— begin Extract to read —
# Photo Tourny: Cityscapes



## speedyink

Damn it's hard to think of one we haven't done.  I don't think we've done this one yet...  

-----------------------------------------------------

Playing this tournament is simple:

A tournament involves 11 entry's (so there can be 10 after the original entry from the previous winner if the previous winner doesn't choose to enter there will only be 10 entry's) The winner of the last tournament will give a theme, and those who want to participate will post their picture. When we have 11 entries I will create a poll in the Off Topic section where members can vote.

New Rules:
- Absolutely no voting for your own photo.
- No spot saving; you will only be counted if you have a picture submitted.
- Only one picture may be posted at a time, if you decide to change it, please edit the original post.
- No posting an image that has previously won a competition.
- Minor image adjustments can be made to the original image
(please play fair)

Winners will simply be the one who gets the most votes. He/she will then create another thread in which they propose a different theme for the next tournament.

Absolute max photo res is 1024x768

-----------------------------------------------------

Mine:

http://fc69.deviantart.com/fs32/i/2008/196/2/6/Vancouver_sunset_by_speedyink.jpg


----------



## cohen

hhhmmm... hard topic, let me search my external hard drive  

WOW, i don't know where i got this from, but i found it towards the end of my huge search of *.jpg

So here we go 

http://i531.photobucket.com/albums/dd353/cohen_computer/City.jpg


----------



## Punk

Hugely edited picture Vroom 

http://i134.photobucket.com/albums/q120/webbenji/P4262725-2.jpg


----------



## speedyink

Punk said:


> Hugely edited picture Vroom



Were you referring to me?  I dunno, I figured HDR wouldn't count under major editing.
— end Extract to read —
Please write out, word for word, the passage of the cityscape photo tournament thread starting at "Damn it's hard" and ending at "the original post.".
— begin Supplied material —
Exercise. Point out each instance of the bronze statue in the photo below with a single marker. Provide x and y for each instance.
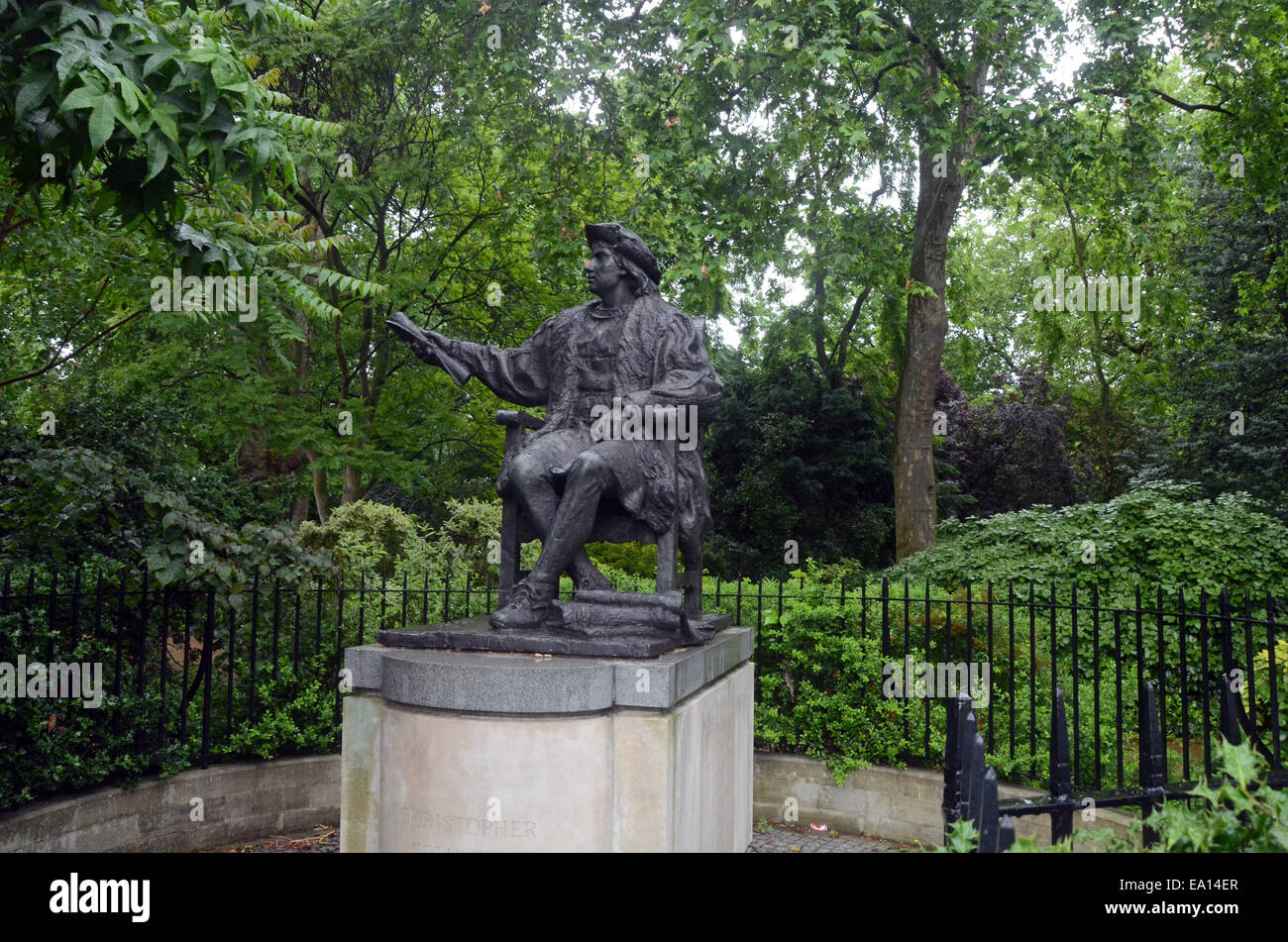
(629, 353)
— end Supplied material —
- **Task solution**:
Damn it's hard to think of one we haven't done.  I don't think we've done this one yet...  

-----------------------------------------------------

Playing this tournament is simple:

A tournament involves 11 entry's (so there can be 10 after the original entry from the previous winner if the previous winner doesn't choose to enter there will only be 10 entry's) The winner of the last tournament will give a theme, and those who want to participate will post their picture. When we have 11 entries I will create a poll in the Off Topic section where members can vote.

New Rules:
- Absolutely no voting for your own photo.
- No spot saving; you will only be counted if you have a picture submitted.
- Only one picture may be posted at a time, if you decide to change it, please edit the original post.